PAGE EXTRACT:
###
It’s been awhile since I’ve written. About three weeks. Crazy that it used to be everyday. I haven’t thought about this blog much. But it always feels good to start writing.
I’m living with my boyfriend now. I’m still quasi-unpacking and moving and getting rid of a lifetime of stuff. I’m working a lot. It’s a weird adjustment- not being at home, and I miss my parents, even though they’re only about twenty minutes away. But I also love falling asleep and waking up to my favorite person everyday. It’s been fun- making a budget, figuring out what goes where, calling each other to see who is picking up groceries, etc. It’s the grown-up world, and it’s a world I belong in. I can’t believe after being in school since kindergarten, I’m now completely graduated. I’m completely done with academia unless I decide to continue pursuing even higher education…which I don’t have a current desire to do.
Now that I am working with a school-based agency, my clients are all children and adolescents. It’s a lot of play and art therapy, and I’m constantly reminded how blissful my own childhood was in comparison to the horrors I hear everyday. Adolescents are still my favorite. Especially my girls. I think I’m talented at working with kids. I can relate to them on a very fundamental, humanistic level. I also love the notion of childhood and what it embodies.
I haven’t been bingeing or restricting, but I’ve definitely experienced some struggles. I suppose I thought I wouldn’t be triggered whatsoever once I left home. That, of course, is a myth. Sure, there isn’t all that tempting food around, because we just don’t buy it, but that’s not to say I don’t have the urge to eat an entire package of store-bought cookies in the middle of the night. And that’s not to say I haven’t felt fat or ugly or out-of-control. I’ve felt all of those, and I’ve felt them often. But I’ve also felt the other range of raw emotions: I’ve felt sadness and happiness and fear and guilt and curiosity and embarrassment and excitement.
###
Records drawn from a collection
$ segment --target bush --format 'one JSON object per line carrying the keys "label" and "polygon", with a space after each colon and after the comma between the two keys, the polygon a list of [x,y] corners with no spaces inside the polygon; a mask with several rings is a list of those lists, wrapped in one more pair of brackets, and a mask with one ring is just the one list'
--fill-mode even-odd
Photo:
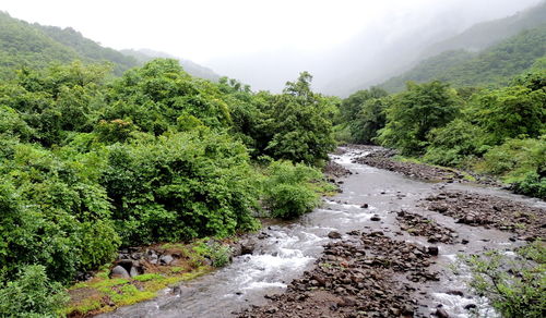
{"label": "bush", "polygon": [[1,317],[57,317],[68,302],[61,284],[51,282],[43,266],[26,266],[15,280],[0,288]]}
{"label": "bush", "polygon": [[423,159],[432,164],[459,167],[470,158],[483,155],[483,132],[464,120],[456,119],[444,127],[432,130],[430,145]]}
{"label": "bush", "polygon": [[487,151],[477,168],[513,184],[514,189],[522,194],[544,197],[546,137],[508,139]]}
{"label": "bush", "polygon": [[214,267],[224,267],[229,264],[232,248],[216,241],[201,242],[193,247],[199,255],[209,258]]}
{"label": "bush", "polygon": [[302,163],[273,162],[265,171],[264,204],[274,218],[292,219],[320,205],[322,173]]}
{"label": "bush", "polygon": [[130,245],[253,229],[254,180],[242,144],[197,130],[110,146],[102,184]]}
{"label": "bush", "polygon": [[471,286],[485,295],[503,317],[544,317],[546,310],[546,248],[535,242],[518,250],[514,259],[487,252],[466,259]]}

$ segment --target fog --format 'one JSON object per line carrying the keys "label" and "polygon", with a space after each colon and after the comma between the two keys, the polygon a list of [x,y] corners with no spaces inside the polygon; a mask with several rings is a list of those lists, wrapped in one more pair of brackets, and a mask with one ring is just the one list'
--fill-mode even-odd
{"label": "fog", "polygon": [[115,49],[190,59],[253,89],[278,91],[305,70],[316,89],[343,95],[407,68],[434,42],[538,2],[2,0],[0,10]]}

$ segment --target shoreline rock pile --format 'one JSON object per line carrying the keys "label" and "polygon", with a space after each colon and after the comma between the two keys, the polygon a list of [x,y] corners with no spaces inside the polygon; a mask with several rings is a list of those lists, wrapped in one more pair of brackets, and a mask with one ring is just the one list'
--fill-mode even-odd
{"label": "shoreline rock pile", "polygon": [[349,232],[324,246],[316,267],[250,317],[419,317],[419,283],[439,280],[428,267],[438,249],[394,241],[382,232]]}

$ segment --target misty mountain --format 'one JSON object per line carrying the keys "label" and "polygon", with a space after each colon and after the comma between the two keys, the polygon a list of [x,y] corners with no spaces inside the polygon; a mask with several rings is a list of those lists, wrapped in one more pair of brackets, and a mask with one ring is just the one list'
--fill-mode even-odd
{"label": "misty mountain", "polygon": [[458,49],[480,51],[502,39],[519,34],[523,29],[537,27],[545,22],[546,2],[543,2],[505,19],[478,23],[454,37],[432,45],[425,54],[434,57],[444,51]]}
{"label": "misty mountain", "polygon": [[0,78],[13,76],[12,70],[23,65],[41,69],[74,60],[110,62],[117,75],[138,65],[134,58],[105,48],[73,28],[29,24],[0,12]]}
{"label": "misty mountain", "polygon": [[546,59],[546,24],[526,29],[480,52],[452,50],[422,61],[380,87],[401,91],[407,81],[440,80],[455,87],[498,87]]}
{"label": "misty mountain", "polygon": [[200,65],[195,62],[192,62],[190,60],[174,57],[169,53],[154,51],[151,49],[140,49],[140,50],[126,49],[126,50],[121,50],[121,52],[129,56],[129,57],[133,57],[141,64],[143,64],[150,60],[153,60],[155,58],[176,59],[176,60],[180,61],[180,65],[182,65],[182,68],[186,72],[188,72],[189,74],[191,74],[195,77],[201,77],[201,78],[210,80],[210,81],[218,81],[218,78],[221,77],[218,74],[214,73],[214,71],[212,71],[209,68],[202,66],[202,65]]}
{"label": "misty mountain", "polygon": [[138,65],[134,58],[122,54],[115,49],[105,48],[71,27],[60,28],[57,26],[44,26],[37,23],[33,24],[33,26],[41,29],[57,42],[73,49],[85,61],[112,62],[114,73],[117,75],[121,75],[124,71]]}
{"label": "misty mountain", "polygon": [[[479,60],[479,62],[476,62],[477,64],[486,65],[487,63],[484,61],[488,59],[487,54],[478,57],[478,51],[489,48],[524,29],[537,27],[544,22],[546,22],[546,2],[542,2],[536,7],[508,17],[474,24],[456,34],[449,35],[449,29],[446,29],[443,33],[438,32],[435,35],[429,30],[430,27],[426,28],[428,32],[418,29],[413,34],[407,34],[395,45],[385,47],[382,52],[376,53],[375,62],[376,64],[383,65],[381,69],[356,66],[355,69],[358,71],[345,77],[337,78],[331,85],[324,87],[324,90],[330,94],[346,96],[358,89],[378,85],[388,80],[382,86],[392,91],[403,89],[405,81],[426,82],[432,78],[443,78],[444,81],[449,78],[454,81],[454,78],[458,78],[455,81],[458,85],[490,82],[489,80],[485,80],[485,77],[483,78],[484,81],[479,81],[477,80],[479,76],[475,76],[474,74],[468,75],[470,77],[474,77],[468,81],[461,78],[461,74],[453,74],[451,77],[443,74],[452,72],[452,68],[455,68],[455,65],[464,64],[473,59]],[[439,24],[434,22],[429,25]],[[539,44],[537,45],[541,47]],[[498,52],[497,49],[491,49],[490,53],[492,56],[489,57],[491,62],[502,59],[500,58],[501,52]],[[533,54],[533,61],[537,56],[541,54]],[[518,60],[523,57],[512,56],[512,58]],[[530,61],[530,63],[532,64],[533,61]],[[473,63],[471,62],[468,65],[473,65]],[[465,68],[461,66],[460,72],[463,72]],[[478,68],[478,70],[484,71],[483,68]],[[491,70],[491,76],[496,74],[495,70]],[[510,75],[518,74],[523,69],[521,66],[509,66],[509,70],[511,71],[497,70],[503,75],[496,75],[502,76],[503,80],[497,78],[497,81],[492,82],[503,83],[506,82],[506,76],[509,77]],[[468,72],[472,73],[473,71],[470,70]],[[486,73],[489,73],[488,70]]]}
###
Resume the blog post about moving in with a boyfriend, working with children, and struggling with eating, picking up directly after its final sentence.

Day-to-day recovery is so hard, and sometimes it feels like it will always be this nagging weakness of mine, this tantalizing dance on the borderline of health and sickness. It’s not that black-and-white, of course, but in the throes of triggers, it certainly feels that way. Throwing in the towel is so easy, and I can’t lose sight of how easy it is to quit. Recovery will never be the easier choice, but it will always be the better choice. As most things in life are.
I just have to remind myself to breathe when it gets difficult. To forgive. To be patient. To talk about it to people who care. I’m not crazy and I’m not weird and I’m certainly not a monster, despite the negative messages pounding inside my head.
We all suffer with the distortions and the lies and the underlying fears that we aren’t good enough. It manifests in different ways, and for me, it was an eating disorder, but that doesn’t mean I’m not good enough. I absolutely am. The irrationality inside my head does not embody the truth. There is no truth. I am a human, and I am in this universe, and so I just am perfect. It’s kind of a radical acceptance. It’s the philosophy I really believe in.
Life is moving, as it does, and more changes are coming ahead this week. Big job interview lined up for my boyfriend this week and a potential move could happen. And I’m in the process of applying for more full-time work myself. I have no idea what to expect. But the excitement of the unknown propels me.